Records shown:
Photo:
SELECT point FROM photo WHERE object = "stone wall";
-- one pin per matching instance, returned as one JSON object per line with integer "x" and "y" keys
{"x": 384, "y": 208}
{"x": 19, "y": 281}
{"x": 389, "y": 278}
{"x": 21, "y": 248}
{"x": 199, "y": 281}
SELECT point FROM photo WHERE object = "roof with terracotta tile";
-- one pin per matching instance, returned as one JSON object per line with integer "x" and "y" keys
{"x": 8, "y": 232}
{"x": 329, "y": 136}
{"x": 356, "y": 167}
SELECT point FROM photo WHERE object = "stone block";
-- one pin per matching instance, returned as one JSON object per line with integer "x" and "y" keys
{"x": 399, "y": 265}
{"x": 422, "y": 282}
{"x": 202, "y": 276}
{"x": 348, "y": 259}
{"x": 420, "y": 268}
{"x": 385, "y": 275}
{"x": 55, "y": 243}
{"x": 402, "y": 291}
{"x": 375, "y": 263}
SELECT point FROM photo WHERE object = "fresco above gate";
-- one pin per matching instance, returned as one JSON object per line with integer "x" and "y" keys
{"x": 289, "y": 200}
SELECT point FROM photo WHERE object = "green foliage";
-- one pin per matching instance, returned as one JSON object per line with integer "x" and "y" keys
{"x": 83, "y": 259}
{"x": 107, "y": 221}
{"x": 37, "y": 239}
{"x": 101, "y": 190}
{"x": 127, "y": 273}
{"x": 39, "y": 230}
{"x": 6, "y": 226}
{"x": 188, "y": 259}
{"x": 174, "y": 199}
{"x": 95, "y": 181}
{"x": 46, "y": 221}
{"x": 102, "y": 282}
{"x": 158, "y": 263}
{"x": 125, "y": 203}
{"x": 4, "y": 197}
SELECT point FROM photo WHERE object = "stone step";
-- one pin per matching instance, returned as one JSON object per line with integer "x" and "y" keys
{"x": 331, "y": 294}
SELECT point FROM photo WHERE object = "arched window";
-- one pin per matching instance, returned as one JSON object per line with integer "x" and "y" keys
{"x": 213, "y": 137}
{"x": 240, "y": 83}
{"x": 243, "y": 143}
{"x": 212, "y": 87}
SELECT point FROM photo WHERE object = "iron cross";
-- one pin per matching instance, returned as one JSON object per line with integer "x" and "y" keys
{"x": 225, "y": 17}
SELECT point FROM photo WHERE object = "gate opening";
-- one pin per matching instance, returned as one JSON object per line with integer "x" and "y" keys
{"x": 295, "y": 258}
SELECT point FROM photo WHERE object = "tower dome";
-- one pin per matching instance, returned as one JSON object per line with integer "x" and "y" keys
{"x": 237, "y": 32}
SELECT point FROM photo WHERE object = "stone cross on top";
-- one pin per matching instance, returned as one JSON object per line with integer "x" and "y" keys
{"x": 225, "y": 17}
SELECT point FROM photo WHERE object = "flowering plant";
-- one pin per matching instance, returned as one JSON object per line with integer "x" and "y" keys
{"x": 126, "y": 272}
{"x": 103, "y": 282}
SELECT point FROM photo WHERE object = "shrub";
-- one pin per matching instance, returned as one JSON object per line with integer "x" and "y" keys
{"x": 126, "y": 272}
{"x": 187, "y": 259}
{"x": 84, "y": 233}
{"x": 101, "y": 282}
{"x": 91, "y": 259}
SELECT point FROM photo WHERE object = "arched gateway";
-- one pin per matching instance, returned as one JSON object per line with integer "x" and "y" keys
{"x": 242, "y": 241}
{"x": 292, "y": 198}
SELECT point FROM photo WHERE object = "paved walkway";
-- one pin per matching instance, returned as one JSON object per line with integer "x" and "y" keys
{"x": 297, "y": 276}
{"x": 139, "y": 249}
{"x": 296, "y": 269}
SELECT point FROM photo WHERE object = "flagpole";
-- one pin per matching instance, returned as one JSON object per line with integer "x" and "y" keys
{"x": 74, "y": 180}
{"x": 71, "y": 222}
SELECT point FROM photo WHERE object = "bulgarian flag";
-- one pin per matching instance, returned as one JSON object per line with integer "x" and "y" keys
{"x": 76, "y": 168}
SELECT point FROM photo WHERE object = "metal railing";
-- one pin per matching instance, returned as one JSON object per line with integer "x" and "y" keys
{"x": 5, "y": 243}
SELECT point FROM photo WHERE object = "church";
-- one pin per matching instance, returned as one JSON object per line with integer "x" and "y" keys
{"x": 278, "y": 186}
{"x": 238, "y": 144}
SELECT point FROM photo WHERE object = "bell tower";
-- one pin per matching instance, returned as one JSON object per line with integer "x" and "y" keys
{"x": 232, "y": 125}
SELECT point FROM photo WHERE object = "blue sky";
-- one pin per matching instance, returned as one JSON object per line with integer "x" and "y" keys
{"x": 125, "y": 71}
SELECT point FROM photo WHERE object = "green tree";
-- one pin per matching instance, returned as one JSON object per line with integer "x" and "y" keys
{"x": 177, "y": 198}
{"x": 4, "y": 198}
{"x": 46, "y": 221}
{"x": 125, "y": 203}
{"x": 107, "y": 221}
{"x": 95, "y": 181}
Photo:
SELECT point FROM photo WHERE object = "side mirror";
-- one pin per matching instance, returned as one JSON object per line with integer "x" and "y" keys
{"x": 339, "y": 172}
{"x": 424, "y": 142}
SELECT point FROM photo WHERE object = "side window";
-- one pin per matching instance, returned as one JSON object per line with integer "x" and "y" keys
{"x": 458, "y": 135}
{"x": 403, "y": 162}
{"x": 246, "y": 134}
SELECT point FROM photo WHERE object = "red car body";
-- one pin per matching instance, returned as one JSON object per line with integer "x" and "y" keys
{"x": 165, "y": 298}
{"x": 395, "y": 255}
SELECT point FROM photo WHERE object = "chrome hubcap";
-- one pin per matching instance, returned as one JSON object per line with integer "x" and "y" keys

Requirements: Select every line of the items above that contains the string "window", and copy each one out in full.

Solution:
SELECT point FROM photo WHERE object = "arched window";
SELECT point FROM photo WHERE object = "side window";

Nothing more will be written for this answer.